Ja, als Dummheit, aber was steckt hinter dieser? Sie wollte (ich kenne sie etwas genauer) einfach geachtet und geliebt werden und wollte sich Achtung und Liebe erkaufen. Dummheit also ja, weil jeder weiß, dass das nicht gut geht, aber wie viele Menschen tun dies dennoch auf unterschiedliche Art.
Jetzt stelle ich mir weiter vor, dass Undeutsche und Andersländer Deine Geschichten lesen. Ein Japaner würde wahrscheinlich derart kondensierte und strukturierte Aussagen sehr mögen. „86 %“ ist aber ein Spezialfall. Das verstehen nur Inländer. Wie wäre es, wenn in dieser Geschichte ein Inder der untersten Hindukaste in das Geschäft käme …?
Das wäre tatsächlich interessant. Da ich dies nicht erlebt habe, kann ich es auch nicht schreiben. Es ging mir darum, tatsächlich Beobachtetes, Erlebtes oder Gehörtes niederzuschreiben und dann zu bearbeiten.
Ich bin sehr froh, dass du offenkundig mit meinen Geschichten und den Intentionen etwas anfangen konntest.
Vielen Dank für die Rückmeldung.
Fröhliche Grüße
Wilhelm Berliner

 

Hallo Silvi!

Vielen Dank für deine Anmerkungen.

Der rote Faden ist dein Schreibstil, der mir als Verbindung völlig genügt.

[Gespeicherte Einträge]
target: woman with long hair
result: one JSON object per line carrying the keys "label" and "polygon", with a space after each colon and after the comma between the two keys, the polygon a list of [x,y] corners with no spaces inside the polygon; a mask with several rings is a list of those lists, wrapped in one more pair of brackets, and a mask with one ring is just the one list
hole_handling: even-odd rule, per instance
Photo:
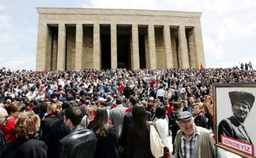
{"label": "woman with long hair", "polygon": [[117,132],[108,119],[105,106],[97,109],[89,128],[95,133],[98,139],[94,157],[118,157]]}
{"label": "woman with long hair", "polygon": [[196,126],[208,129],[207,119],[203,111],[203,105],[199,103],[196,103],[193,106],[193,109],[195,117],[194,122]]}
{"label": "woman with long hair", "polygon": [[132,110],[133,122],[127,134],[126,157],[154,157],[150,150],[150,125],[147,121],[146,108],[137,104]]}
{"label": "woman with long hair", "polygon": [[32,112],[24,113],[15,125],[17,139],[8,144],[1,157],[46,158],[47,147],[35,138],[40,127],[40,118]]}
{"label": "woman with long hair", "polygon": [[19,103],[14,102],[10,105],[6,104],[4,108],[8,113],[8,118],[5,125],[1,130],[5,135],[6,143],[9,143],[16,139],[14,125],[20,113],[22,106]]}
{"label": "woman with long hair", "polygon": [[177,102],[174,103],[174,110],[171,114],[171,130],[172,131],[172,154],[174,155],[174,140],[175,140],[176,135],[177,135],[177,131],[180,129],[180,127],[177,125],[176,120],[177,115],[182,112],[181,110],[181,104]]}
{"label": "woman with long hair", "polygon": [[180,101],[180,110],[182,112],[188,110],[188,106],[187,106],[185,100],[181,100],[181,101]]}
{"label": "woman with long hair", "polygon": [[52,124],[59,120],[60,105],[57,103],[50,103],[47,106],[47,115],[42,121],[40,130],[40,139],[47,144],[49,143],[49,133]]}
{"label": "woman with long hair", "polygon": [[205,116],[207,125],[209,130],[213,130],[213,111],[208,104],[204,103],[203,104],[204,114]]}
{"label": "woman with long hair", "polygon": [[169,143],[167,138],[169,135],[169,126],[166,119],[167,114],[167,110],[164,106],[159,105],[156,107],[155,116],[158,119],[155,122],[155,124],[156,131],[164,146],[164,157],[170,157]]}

==

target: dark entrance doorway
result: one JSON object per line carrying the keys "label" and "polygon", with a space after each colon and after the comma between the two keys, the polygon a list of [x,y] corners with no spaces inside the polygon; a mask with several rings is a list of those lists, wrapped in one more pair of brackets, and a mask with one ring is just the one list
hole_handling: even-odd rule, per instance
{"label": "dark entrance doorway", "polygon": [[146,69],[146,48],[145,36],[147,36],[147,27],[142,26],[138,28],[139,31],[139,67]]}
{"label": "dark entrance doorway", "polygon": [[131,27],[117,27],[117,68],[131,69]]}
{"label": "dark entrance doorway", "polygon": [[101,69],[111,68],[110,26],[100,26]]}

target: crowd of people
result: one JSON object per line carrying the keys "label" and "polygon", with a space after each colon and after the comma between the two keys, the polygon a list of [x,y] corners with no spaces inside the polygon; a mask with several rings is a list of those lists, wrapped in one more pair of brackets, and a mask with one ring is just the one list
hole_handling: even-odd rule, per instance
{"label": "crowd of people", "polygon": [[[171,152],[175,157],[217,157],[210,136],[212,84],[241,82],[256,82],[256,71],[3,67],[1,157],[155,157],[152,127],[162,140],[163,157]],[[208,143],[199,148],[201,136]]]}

---

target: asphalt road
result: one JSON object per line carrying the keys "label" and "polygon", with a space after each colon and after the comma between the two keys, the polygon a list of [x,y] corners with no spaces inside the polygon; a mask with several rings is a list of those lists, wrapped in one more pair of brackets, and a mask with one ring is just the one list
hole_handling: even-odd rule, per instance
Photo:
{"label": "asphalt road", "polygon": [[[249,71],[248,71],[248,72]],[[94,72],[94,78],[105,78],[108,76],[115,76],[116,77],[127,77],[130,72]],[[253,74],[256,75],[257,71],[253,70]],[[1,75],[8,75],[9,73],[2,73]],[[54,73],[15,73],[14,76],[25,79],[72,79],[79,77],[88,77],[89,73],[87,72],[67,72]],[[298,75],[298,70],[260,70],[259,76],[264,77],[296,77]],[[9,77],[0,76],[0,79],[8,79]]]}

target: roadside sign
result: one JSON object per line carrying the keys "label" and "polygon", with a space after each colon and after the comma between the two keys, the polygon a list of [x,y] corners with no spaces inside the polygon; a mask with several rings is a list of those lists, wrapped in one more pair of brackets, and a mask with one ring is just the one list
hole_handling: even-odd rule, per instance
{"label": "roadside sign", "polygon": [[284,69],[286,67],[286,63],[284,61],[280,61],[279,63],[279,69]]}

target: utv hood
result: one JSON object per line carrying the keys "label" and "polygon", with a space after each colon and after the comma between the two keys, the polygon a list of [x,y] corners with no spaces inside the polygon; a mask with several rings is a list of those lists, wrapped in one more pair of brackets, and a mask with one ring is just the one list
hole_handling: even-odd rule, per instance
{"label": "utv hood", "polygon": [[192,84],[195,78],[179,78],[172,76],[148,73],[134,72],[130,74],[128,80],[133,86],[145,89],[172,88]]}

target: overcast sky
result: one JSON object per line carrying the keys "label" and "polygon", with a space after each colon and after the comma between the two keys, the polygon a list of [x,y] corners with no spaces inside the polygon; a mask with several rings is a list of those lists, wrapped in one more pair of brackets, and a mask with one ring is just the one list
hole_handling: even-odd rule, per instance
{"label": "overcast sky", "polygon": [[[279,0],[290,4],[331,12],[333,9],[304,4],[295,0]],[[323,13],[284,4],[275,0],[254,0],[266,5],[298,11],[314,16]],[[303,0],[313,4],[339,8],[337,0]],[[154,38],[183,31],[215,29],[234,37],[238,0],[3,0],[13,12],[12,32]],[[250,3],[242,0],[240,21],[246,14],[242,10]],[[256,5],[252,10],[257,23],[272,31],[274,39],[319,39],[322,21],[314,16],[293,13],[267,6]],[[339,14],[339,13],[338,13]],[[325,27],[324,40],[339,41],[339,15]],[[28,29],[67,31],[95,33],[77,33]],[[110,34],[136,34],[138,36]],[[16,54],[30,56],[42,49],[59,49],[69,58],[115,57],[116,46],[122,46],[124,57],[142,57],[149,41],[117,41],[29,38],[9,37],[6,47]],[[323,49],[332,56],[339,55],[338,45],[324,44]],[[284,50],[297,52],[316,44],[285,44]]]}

| AUFGABEN |
#1 Wer würde laut Ausgangstext derart kondensierte und strukturierte Aussagen wahrscheinlich sehr mögen?
#2 Schreibe die Stelle des Ausgangstexts von „Das wäre tatsächlich“ bis „für deine Anmerkungen.“ wortgetreu ab.

| LÖSUNGEN |
#1 Ein Japaner

#2
Das wäre tatsächlich interessant. Da ich dies nicht erlebt habe, kann ich es auch nicht schreiben. Es ging mir darum, tatsächlich Beobachtetes, Erlebtes oder Gehörtes niederzuschreiben und dann zu bearbeiten.
Ich bin sehr froh, dass du offenkundig mit meinen Geschichten und den Intentionen etwas anfangen konntest.
Vielen Dank für die Rückmeldung.
Fröhliche Grüße
Wilhelm Berliner

 

Hallo Silvi!

Vielen Dank für deine Anmerkungen.